Exercise: Rewrite the stretch of lines from the one containing "Find the blue cushion" through the one containing "[(133, 330), (17, 297), (88, 293), (17, 328), (15, 258)]", keeping every request line as is and offsetting each coordinate in the answers by adding 53 to it.

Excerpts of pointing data
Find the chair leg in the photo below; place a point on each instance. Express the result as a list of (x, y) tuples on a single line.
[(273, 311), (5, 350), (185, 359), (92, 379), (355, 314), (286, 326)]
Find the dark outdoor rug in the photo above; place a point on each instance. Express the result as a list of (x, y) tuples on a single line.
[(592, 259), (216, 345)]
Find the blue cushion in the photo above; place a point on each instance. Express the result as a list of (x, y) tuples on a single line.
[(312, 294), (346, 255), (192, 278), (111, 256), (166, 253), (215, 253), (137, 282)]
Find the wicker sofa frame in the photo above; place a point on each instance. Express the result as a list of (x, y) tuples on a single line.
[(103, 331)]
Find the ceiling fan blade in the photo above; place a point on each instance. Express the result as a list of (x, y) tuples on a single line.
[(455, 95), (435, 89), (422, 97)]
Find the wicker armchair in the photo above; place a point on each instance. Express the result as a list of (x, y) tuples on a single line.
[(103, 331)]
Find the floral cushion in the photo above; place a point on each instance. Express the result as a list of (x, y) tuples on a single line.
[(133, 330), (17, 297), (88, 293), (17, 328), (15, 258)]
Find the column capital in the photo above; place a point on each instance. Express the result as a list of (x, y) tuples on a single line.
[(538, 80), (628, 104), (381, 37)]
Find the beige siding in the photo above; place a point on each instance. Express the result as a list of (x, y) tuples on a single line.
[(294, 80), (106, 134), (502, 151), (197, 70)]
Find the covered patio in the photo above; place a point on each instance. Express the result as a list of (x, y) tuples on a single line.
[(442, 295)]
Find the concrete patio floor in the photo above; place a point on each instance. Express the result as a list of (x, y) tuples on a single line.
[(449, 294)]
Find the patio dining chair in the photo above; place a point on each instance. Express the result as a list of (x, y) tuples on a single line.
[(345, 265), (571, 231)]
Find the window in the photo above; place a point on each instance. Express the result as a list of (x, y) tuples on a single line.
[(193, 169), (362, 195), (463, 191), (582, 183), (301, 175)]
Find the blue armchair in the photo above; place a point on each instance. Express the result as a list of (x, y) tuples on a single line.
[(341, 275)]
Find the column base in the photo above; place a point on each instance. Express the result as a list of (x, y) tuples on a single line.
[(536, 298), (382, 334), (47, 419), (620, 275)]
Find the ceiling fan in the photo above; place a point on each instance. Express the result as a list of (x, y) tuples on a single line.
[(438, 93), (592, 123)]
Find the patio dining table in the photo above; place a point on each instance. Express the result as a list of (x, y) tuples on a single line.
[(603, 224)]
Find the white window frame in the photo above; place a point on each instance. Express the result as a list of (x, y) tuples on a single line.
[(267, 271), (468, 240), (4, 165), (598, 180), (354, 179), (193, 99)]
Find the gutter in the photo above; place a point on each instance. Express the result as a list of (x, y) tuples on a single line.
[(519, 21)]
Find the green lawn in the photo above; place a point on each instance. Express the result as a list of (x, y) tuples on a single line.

Task response:
Find the blue cushion in the photo above; place a point on each instance. Express the result as a list of (x, y) tuples on a single line.
[(365, 347), (399, 308), (245, 331), (164, 309), (219, 306), (268, 306), (190, 335)]
Find the wicker sofa frame in the photo above; place a point on each instance. Express the result as a list of (x, y) tuples on a single line.
[(156, 384)]
Find the ceiling fan blade in the photo above; place a point on each instance. Express the result as a list of (x, y) tuples on a single line.
[(508, 148), (488, 142), (475, 150)]
Find the wicker armchair in the photo above; place a point on each instance. Express the result as a list of (x, y) tuples on a single line.
[(156, 384)]
Find the floral cushion in the photo above; place a point on each instance. Express the result as a list of (x, y) tuples on a single line.
[(186, 383), (70, 350), (141, 346), (70, 381), (68, 311)]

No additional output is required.